» **Written problem**:
Reproduce the data below line for line, with no changes.

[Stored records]
──────────

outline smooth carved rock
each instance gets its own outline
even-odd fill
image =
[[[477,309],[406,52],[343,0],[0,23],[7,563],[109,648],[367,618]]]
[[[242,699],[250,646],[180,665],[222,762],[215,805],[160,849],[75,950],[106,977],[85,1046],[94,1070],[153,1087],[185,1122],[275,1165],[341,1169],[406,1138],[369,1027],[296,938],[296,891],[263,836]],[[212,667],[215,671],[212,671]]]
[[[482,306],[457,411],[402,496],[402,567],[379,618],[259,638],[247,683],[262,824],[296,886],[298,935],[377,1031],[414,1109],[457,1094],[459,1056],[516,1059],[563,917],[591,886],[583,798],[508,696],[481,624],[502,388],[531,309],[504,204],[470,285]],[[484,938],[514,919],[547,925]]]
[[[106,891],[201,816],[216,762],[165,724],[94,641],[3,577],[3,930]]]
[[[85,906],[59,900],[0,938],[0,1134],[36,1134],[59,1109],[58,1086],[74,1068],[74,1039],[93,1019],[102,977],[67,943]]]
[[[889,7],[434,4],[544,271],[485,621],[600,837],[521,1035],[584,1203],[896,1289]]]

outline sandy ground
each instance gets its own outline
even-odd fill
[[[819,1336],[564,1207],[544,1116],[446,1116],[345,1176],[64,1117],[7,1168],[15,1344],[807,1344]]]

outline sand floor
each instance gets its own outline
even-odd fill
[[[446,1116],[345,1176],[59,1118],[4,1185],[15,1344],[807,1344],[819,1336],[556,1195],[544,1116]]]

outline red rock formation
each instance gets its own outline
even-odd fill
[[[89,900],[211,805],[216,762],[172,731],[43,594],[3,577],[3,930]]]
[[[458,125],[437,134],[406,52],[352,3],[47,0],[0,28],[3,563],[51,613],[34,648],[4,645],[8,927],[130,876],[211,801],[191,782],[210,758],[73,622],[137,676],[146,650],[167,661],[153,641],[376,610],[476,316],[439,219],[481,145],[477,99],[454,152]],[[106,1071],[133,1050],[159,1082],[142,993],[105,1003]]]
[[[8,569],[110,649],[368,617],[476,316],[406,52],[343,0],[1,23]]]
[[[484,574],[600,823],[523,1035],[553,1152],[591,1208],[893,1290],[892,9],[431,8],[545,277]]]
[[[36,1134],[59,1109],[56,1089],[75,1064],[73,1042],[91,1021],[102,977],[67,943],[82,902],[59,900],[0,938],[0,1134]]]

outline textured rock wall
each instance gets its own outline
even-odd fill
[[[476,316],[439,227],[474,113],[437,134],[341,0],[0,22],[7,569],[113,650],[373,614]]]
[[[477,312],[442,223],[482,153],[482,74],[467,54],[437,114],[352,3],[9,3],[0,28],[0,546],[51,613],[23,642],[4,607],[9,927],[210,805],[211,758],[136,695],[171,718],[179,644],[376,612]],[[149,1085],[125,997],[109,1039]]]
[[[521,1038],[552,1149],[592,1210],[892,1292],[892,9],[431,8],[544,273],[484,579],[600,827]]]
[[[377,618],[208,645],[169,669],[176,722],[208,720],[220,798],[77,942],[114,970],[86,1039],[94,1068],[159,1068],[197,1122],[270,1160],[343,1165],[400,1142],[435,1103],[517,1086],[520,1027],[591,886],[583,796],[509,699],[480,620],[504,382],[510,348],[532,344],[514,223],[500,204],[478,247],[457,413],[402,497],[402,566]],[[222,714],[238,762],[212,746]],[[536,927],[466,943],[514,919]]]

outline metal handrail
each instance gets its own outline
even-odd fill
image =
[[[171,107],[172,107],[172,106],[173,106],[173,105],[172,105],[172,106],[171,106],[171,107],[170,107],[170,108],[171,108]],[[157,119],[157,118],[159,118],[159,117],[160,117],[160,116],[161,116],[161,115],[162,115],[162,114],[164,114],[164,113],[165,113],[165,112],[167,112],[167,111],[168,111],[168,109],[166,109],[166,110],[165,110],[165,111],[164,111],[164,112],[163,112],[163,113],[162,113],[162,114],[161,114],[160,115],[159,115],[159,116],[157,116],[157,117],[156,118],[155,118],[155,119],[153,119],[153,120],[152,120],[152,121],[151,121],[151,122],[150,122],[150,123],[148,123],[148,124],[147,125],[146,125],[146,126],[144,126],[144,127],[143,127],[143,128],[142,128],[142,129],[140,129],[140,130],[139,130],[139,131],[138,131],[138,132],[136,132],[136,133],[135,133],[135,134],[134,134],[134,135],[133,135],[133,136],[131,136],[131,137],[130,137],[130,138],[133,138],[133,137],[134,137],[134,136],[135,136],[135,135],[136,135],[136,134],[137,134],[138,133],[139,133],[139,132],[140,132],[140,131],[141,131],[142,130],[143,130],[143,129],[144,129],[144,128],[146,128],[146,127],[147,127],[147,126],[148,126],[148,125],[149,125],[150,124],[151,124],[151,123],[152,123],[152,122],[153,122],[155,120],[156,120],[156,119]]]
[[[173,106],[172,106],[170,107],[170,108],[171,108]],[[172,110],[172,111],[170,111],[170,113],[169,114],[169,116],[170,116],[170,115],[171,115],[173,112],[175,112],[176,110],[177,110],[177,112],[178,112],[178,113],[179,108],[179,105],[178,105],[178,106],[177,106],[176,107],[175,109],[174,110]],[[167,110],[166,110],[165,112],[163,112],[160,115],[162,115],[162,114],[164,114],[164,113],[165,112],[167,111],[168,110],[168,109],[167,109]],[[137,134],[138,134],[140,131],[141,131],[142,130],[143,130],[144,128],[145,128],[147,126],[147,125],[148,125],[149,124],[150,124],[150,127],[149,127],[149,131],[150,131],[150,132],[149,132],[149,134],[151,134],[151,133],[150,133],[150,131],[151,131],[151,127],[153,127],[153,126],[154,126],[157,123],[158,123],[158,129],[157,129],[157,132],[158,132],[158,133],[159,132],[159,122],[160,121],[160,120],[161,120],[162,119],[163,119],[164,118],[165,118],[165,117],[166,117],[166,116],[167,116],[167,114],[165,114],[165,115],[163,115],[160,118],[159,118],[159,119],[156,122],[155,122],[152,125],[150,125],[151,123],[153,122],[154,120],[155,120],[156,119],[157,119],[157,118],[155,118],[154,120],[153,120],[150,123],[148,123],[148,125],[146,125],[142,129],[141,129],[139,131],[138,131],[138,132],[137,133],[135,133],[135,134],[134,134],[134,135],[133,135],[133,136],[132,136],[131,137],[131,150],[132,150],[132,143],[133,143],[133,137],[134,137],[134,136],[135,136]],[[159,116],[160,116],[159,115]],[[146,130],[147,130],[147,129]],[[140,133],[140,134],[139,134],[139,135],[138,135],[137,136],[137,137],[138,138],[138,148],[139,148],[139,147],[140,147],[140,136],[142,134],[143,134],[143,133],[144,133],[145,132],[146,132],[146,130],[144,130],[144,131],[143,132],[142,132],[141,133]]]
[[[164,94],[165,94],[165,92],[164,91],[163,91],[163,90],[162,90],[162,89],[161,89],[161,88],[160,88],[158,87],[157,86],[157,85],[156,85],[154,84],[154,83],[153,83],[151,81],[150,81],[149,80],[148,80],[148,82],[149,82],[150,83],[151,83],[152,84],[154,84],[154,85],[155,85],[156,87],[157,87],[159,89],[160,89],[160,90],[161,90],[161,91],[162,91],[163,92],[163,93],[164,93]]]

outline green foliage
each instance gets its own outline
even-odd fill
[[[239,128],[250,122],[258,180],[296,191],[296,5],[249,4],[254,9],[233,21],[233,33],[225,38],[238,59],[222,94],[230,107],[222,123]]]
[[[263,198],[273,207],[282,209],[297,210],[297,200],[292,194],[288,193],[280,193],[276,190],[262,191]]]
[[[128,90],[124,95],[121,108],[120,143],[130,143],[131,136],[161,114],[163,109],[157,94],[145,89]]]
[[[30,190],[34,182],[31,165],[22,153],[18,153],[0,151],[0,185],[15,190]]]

──────────

» **Output**:
outline smooth carved rock
each instance gets its own outline
even-odd fill
image =
[[[477,309],[406,52],[343,0],[0,23],[7,563],[109,648],[367,618]]]
[[[242,699],[250,646],[180,665],[222,762],[215,805],[160,849],[75,950],[106,977],[85,1046],[94,1070],[153,1087],[185,1122],[275,1165],[341,1169],[406,1138],[369,1027],[296,938],[296,891],[263,836]],[[212,667],[215,671],[212,671]]]
[[[482,306],[457,411],[402,496],[402,567],[379,618],[259,638],[247,683],[262,824],[296,886],[298,935],[377,1031],[414,1109],[457,1094],[459,1056],[516,1059],[563,917],[591,886],[583,798],[508,696],[481,624],[502,388],[531,309],[504,204],[470,285]],[[484,938],[514,919],[547,925]]]
[[[106,891],[201,816],[216,762],[165,724],[94,641],[3,577],[3,930]]]
[[[85,906],[59,900],[0,938],[0,1134],[36,1134],[59,1109],[58,1086],[74,1068],[74,1039],[93,1019],[102,977],[67,943]]]
[[[889,7],[434,4],[544,271],[485,621],[600,837],[521,1035],[584,1203],[896,1289]]]

outline sandy ground
each instance gets its own outline
even-odd fill
[[[819,1336],[564,1207],[544,1116],[446,1116],[345,1176],[64,1117],[7,1168],[15,1344],[807,1344]]]

outline sand floor
each instance gets its own outline
even-odd fill
[[[446,1116],[345,1176],[59,1118],[4,1185],[15,1344],[807,1344],[819,1336],[556,1195],[544,1116]]]

outline red rock formation
each instance gets its own outline
even-odd fill
[[[89,900],[211,805],[216,762],[172,731],[43,594],[3,577],[3,930]]]
[[[458,125],[437,134],[406,52],[352,3],[47,0],[0,28],[3,563],[51,613],[34,648],[4,645],[8,927],[130,876],[211,801],[191,782],[210,758],[73,622],[137,676],[146,650],[167,661],[153,641],[376,610],[476,316],[439,219],[481,145],[477,99],[454,152]],[[106,1071],[133,1050],[159,1082],[142,993],[105,1003]]]
[[[8,569],[110,649],[368,617],[476,316],[406,52],[343,0],[1,23]]]
[[[484,574],[600,823],[523,1035],[553,1152],[591,1208],[893,1290],[892,9],[431,8],[545,277]]]
[[[36,1134],[59,1109],[56,1089],[75,1064],[73,1042],[91,1021],[102,977],[67,943],[82,902],[59,900],[0,938],[0,1134]]]

outline textured rock wall
each instance gets its own outline
even-odd fill
[[[476,316],[439,227],[474,113],[437,134],[341,0],[0,22],[7,569],[113,650],[373,614]]]
[[[477,312],[442,223],[482,153],[482,74],[467,54],[437,114],[352,3],[9,3],[0,28],[0,546],[51,613],[23,642],[4,607],[9,927],[210,805],[211,758],[136,695],[171,718],[179,644],[376,612]],[[149,1085],[125,997],[109,1039]]]
[[[521,1038],[552,1149],[592,1210],[892,1292],[892,9],[431,8],[544,273],[484,579],[600,827]]]
[[[377,618],[208,645],[169,669],[176,722],[208,720],[220,798],[77,942],[114,970],[86,1039],[94,1068],[159,1068],[197,1122],[270,1160],[343,1165],[400,1142],[435,1103],[517,1086],[520,1027],[591,886],[583,796],[509,699],[480,620],[504,382],[510,348],[532,344],[514,223],[500,204],[478,247],[457,413],[402,497],[402,566]],[[222,714],[238,762],[212,746]],[[536,927],[466,943],[514,919]]]

outline metal handrail
each instance gets its own outline
even-odd fill
image =
[[[171,107],[172,107],[172,106],[173,106],[173,105],[172,105],[172,106],[171,106],[171,107],[170,107],[170,108],[171,108]],[[157,119],[157,118],[159,118],[159,117],[160,117],[160,116],[161,116],[161,115],[162,115],[162,114],[164,114],[164,113],[165,113],[165,112],[167,112],[167,111],[168,111],[168,109],[166,109],[166,110],[165,110],[165,111],[164,111],[164,112],[163,112],[163,113],[162,113],[162,114],[161,114],[160,115],[159,115],[159,116],[157,116],[157,117],[156,118],[155,118],[155,119],[153,119],[153,120],[152,120],[152,121],[151,121],[151,122],[150,122],[150,123],[148,123],[148,124],[147,125],[146,125],[146,126],[144,126],[144,127],[143,127],[143,128],[142,128],[142,129],[140,129],[140,130],[139,130],[139,131],[138,131],[138,132],[136,132],[136,133],[135,133],[135,134],[134,134],[134,135],[133,135],[133,136],[131,136],[131,137],[130,137],[130,138],[133,138],[133,137],[134,137],[134,136],[135,136],[135,135],[136,135],[136,134],[137,134],[138,133],[139,133],[139,132],[140,132],[140,131],[141,131],[142,130],[143,130],[143,129],[144,129],[144,128],[146,128],[146,127],[147,127],[147,126],[148,126],[148,125],[149,125],[150,124],[151,124],[151,123],[152,123],[152,122],[153,122],[155,120],[156,120],[156,119]]]
[[[173,106],[172,106],[170,107],[170,108],[171,108]],[[172,110],[172,111],[170,111],[170,113],[169,114],[169,116],[170,116],[170,115],[171,115],[173,112],[175,112],[176,110],[177,110],[177,112],[178,112],[178,113],[179,108],[179,105],[178,105],[178,106],[177,106],[176,107],[175,109],[174,110]],[[167,110],[166,110],[165,112],[163,112],[160,115],[162,115],[162,114],[164,114],[164,113],[165,112],[167,111],[168,110],[168,109],[167,109]],[[137,134],[138,134],[140,131],[141,131],[142,130],[143,130],[144,128],[145,128],[147,126],[147,125],[148,125],[149,124],[150,124],[150,127],[149,127],[149,131],[150,131],[150,132],[149,132],[149,134],[151,134],[151,133],[150,133],[150,131],[151,131],[151,127],[153,127],[153,126],[154,126],[157,123],[158,123],[158,129],[157,129],[157,132],[158,132],[158,133],[159,132],[159,122],[160,121],[160,120],[161,120],[162,119],[163,119],[164,118],[165,118],[165,117],[166,117],[166,116],[167,116],[167,114],[165,114],[165,115],[163,115],[160,118],[159,118],[159,119],[156,122],[155,122],[152,125],[150,125],[151,123],[153,122],[154,120],[155,120],[156,119],[157,119],[157,118],[155,118],[154,120],[153,120],[150,123],[148,123],[148,125],[146,125],[142,129],[141,129],[139,131],[138,131],[138,132],[137,133],[135,133],[135,134],[134,134],[134,135],[133,135],[133,136],[132,136],[131,137],[131,150],[132,150],[132,143],[133,143],[133,137],[134,137],[134,136],[135,136]],[[159,116],[160,116],[159,115]],[[146,130],[147,130],[147,129]],[[140,133],[140,134],[139,134],[139,135],[138,135],[137,136],[137,137],[138,138],[138,148],[139,148],[139,147],[140,147],[140,136],[142,134],[143,134],[143,133],[144,133],[145,132],[146,132],[146,130],[144,130],[144,131],[143,132],[142,132],[141,133]]]
[[[164,94],[165,94],[165,92],[164,91],[163,91],[163,90],[162,90],[162,89],[161,89],[161,88],[160,88],[158,87],[157,86],[157,85],[156,85],[154,84],[154,83],[153,83],[151,81],[150,81],[149,80],[148,80],[148,82],[149,82],[150,83],[151,83],[152,84],[154,84],[154,85],[155,85],[156,87],[157,87],[159,89],[160,89],[160,90],[161,90],[161,91],[162,91],[163,92],[163,93],[164,93]]]

outline green foliage
each instance gets its own outline
even-odd fill
[[[239,128],[250,122],[258,180],[296,191],[296,5],[249,4],[254,9],[233,21],[233,33],[225,38],[238,59],[222,94],[230,107],[222,123]]]
[[[263,198],[273,207],[282,209],[297,210],[297,200],[292,194],[288,193],[280,193],[276,190],[262,191]]]
[[[128,90],[124,95],[121,108],[120,143],[130,143],[131,136],[161,114],[163,109],[157,94],[145,89]]]
[[[30,190],[34,182],[31,165],[22,153],[18,153],[0,151],[0,185],[15,190]]]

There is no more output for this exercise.